### Assignment
Reproduce the blog post about Walt Whitman below word for word, in full.
-- Selected excerpt follows --
Thursday, March 24, 2016

Newly Found Letter Written by Walt Whitman for a Dying Soldier

Curiosity... the dictionary defines it as "the desire to learn or know more about something or someone." I don't know if it happens to you, but when I read a text I have this desire to know about the person behind the words, thus the "nosiness" and the wish to know more about  America’s world poet, Walt Whitman, to whom I have devoted the previous blog entry.

Walt Whitman was profoundly affected by the American Civil War (1861-1865). Too old to serve, or lacking the inclination to bear arms, he worked as a psychological nurse to wounded and sick soldiers in the Broadway Hospital in New York. 

In 1863 he moved to Washington DC where he spent several years visiting more than 50 military hospitals, and made many friendships with soldiers, writing letters home for them and corresponding with many of the soldiers themselves after they had recovered and returned to the battlefront. 

I think that, along with the fact that he spent some of his earning as a clerk for the Department of the Interior on gifts for the patients he cared for, say quite a lot about the type of person he was and how he really felt for others.
-- Selected excerpt concluded --
-- Records follows --
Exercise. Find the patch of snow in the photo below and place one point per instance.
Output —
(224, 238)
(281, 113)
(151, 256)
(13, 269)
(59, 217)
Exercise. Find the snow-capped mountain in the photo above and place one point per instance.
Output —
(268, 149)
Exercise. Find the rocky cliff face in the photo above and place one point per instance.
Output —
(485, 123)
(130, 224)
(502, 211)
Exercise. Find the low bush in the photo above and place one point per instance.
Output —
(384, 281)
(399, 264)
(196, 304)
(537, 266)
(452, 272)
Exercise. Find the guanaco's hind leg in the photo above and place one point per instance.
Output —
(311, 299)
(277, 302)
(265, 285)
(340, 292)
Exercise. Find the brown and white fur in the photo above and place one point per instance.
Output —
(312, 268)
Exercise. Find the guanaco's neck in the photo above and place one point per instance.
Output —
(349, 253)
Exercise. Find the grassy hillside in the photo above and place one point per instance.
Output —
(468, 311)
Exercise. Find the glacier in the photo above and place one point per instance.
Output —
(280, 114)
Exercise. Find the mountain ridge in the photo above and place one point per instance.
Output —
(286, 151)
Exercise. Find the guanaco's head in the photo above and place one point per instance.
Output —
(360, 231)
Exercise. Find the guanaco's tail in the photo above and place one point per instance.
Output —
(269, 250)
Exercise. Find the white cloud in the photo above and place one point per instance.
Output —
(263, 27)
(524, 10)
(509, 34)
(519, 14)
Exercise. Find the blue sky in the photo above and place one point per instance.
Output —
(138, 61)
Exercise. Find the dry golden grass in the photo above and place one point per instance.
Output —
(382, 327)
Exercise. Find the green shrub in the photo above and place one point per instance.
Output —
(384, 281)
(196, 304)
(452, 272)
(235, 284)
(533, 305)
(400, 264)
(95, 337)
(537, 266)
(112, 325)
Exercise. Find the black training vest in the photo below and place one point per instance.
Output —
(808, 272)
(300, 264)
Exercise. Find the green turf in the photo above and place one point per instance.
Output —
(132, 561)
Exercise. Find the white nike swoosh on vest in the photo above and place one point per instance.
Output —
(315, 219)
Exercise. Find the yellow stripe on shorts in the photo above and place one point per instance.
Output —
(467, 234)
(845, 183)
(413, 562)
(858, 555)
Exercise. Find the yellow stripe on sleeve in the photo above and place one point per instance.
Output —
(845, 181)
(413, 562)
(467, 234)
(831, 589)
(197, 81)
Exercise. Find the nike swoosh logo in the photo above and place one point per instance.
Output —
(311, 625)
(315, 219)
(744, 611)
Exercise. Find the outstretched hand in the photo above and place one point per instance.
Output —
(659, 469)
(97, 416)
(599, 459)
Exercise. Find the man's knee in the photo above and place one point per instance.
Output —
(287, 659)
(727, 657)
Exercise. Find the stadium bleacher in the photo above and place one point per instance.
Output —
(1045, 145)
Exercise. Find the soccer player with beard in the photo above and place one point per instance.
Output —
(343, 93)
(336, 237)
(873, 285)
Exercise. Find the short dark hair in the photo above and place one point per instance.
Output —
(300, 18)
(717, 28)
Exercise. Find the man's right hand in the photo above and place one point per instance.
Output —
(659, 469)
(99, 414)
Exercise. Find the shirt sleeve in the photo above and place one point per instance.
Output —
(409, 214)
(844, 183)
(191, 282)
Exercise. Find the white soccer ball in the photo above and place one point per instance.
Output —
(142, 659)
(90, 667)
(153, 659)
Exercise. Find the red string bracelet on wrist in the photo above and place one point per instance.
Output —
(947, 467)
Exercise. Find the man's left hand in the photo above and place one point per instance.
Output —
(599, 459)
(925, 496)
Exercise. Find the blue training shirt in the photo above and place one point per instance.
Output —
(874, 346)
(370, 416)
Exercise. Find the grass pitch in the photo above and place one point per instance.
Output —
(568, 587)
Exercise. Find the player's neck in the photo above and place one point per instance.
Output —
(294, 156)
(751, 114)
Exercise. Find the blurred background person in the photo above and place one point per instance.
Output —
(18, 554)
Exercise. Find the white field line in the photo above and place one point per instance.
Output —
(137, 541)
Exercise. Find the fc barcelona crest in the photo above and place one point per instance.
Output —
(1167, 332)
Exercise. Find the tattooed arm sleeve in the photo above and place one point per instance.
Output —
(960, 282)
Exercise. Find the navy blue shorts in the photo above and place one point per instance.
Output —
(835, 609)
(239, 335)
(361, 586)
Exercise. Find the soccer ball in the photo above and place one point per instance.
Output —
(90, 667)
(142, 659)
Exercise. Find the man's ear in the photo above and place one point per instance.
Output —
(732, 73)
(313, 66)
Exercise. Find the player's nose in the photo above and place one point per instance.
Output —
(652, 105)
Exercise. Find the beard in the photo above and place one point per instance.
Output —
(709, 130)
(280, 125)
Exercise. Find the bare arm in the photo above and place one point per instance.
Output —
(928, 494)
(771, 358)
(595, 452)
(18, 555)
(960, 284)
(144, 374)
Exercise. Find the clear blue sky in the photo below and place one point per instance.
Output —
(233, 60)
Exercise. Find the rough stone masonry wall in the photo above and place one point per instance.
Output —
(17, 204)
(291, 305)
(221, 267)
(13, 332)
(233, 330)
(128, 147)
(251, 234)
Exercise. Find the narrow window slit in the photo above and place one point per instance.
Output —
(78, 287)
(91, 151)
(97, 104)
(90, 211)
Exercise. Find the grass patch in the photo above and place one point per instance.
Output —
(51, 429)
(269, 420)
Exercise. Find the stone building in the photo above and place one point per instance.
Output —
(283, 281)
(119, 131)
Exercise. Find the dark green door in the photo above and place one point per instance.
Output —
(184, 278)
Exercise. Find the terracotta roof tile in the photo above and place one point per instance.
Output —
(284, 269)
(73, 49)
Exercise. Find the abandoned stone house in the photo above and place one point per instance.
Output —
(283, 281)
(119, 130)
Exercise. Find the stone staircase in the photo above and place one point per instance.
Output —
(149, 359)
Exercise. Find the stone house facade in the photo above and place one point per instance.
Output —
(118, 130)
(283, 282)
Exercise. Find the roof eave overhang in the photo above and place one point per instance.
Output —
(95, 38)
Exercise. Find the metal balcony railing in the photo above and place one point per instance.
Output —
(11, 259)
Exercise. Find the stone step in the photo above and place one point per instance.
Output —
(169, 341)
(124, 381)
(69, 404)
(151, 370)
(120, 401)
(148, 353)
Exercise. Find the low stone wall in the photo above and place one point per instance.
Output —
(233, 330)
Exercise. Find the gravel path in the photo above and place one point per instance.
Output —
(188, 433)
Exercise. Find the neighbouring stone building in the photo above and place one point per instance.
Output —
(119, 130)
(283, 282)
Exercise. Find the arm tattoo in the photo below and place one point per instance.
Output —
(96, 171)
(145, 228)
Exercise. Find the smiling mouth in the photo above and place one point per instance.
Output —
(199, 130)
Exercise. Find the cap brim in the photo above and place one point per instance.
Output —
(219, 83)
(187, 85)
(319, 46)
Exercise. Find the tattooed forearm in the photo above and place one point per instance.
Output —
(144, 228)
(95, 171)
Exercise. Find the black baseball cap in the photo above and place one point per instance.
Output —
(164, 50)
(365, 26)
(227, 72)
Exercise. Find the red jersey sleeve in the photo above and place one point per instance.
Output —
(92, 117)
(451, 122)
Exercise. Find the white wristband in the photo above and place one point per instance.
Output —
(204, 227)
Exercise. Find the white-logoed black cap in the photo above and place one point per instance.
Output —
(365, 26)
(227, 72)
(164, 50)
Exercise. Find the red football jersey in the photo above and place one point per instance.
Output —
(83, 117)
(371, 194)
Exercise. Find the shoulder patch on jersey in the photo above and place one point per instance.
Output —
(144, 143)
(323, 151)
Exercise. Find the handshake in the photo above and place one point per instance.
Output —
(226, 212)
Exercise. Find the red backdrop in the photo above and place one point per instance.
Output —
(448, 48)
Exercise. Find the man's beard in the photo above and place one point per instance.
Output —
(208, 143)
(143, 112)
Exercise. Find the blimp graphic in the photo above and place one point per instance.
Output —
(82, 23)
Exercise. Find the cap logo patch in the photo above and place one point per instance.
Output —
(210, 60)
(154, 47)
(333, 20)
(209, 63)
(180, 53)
-- Records concluded --
### Result for this task
Thursday, March 24, 2016

Newly Found Letter Written by Walt Whitman for a Dying Soldier

Curiosity... the dictionary defines it as "the desire to learn or know more about something or someone." I don't know if it happens to you, but when I read a text I have this desire to know about the person behind the words, thus the "nosiness" and the wish to know more about  America’s world poet, Walt Whitman, to whom I have devoted the previous blog entry.

Walt Whitman was profoundly affected by the American Civil War (1861-1865). Too old to serve, or lacking the inclination to bear arms, he worked as a psychological nurse to wounded and sick soldiers in the Broadway Hospital in New York. 

In 1863 he moved to Washington DC where he spent several years visiting more than 50 military hospitals, and made many friendships with soldiers, writing letters home for them and corresponding with many of the soldiers themselves after they had recovered and returned to the battlefront. 

I think that, along with the fact that he spent some of his earning as a clerk for the Department of the Interior on gifts for the patients he cared for, say quite a lot about the type of person he was and how he really felt for others.